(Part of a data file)
◆ ◆ ◆ ◆
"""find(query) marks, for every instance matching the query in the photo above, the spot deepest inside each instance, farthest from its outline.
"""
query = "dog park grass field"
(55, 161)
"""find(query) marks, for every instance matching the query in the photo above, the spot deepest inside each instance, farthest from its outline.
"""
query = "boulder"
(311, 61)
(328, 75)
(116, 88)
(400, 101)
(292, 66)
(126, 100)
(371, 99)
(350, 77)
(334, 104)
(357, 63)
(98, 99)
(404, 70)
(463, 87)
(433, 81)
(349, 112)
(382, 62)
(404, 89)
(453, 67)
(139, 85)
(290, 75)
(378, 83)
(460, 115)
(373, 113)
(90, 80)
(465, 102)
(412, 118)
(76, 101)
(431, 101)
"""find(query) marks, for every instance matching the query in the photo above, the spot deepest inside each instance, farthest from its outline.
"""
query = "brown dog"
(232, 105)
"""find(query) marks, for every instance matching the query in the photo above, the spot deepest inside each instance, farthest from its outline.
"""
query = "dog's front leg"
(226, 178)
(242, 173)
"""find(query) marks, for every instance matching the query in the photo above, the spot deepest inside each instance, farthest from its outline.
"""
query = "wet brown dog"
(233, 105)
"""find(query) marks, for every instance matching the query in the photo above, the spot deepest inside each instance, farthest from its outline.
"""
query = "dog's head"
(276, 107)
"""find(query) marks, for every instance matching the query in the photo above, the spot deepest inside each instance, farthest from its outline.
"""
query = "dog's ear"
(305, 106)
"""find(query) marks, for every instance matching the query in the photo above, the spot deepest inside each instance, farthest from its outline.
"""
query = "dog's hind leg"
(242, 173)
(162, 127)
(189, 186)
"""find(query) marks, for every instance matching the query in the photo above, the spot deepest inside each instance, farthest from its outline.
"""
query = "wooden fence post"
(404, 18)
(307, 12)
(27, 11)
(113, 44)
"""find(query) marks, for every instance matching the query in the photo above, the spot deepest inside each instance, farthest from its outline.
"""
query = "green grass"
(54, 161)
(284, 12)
◆ ◆ ◆ ◆
▸ Work to be completed
How many lines in the entries above contain the string "grass"? Reply with the number alone.

▸ Response
2